[Coordinate annotation entries]
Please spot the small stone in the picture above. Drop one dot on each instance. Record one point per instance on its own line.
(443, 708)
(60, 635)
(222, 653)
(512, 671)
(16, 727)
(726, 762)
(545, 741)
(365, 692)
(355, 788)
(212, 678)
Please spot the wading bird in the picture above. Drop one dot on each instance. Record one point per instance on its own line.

**TASK BRIEF**
Update all of the entries by replacing "dot" with "marker" everywhere it occurs, and write the lines out again with nothing else changed.

**WRITTEN ANSWER**
Please spot the small stone in the picture above. Drop one marker on each instance. Record one point per instance on its own line.
(443, 708)
(60, 635)
(222, 653)
(512, 671)
(16, 727)
(726, 762)
(545, 741)
(365, 692)
(355, 788)
(212, 678)
Please spot the wading bird in the picture above. Drop one marker on each instance. Record one point per instance on its own line.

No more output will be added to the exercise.